■ **REQUIREMENTS**
Write each line out again exactly as written.

■ **GIVEN INFORMATION**
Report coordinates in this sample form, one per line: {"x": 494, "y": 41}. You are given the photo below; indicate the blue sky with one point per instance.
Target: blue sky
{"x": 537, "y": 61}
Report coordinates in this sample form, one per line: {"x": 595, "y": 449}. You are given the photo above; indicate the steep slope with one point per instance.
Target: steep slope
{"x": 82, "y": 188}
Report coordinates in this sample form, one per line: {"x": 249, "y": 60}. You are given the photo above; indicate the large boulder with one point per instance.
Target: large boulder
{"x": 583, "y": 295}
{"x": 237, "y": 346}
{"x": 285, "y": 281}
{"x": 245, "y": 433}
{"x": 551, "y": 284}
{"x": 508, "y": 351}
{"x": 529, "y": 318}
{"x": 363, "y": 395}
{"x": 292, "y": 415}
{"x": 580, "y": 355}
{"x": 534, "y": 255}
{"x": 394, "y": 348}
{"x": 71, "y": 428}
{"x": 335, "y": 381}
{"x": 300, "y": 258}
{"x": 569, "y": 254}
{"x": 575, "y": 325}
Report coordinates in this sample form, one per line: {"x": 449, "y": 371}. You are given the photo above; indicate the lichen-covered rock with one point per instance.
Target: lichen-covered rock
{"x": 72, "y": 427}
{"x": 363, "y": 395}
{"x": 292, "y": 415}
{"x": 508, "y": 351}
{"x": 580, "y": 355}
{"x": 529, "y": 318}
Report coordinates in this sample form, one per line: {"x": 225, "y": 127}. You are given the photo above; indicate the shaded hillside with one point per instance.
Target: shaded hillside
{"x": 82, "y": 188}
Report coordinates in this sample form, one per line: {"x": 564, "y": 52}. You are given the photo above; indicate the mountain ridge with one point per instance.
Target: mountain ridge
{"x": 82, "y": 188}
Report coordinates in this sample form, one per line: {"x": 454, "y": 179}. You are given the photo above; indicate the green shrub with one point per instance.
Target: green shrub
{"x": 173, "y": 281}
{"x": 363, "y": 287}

■ **SOLUTION TO THE PROBLEM**
Report coordinates in this sample form, one per line: {"x": 494, "y": 41}. You are given the photo below; indicate the blue sky with one point per instance.
Target: blue sky
{"x": 537, "y": 61}
Report coordinates in this sample form, one per line: {"x": 595, "y": 449}. You are given the photo above; indicate the steep slope with one point per instance.
Target: steep slope
{"x": 82, "y": 188}
Report coordinates in this sample form, one per line: {"x": 249, "y": 60}. You are given the photo above; indicate the large boulder with one point per instance.
Target: large boulder
{"x": 583, "y": 295}
{"x": 237, "y": 346}
{"x": 285, "y": 281}
{"x": 245, "y": 433}
{"x": 551, "y": 284}
{"x": 508, "y": 351}
{"x": 529, "y": 318}
{"x": 363, "y": 395}
{"x": 292, "y": 415}
{"x": 580, "y": 355}
{"x": 534, "y": 255}
{"x": 394, "y": 348}
{"x": 71, "y": 428}
{"x": 335, "y": 381}
{"x": 300, "y": 258}
{"x": 569, "y": 254}
{"x": 575, "y": 325}
Report coordinates in this sample form, one per line: {"x": 449, "y": 371}. You are given the photo above; indicate the lichen-covered rock with one point per instance.
Target: lichen-covered rock
{"x": 72, "y": 427}
{"x": 363, "y": 395}
{"x": 292, "y": 415}
{"x": 508, "y": 351}
{"x": 580, "y": 355}
{"x": 529, "y": 318}
Report coordinates in this sample form, one per line: {"x": 225, "y": 127}. You are given the photo above; indicate the shaded hillside with one point per instance.
Target: shaded hillside
{"x": 82, "y": 188}
Report coordinates in this sample form, one per line: {"x": 564, "y": 52}. You are given the photo above; indicate the mountain ridge with one point per instance.
Target: mountain ridge
{"x": 82, "y": 188}
Report coordinates in this sample form, one per line: {"x": 454, "y": 179}. You are given the photo above; indicate the green shrub with one point per instance.
Target: green shrub
{"x": 173, "y": 281}
{"x": 363, "y": 287}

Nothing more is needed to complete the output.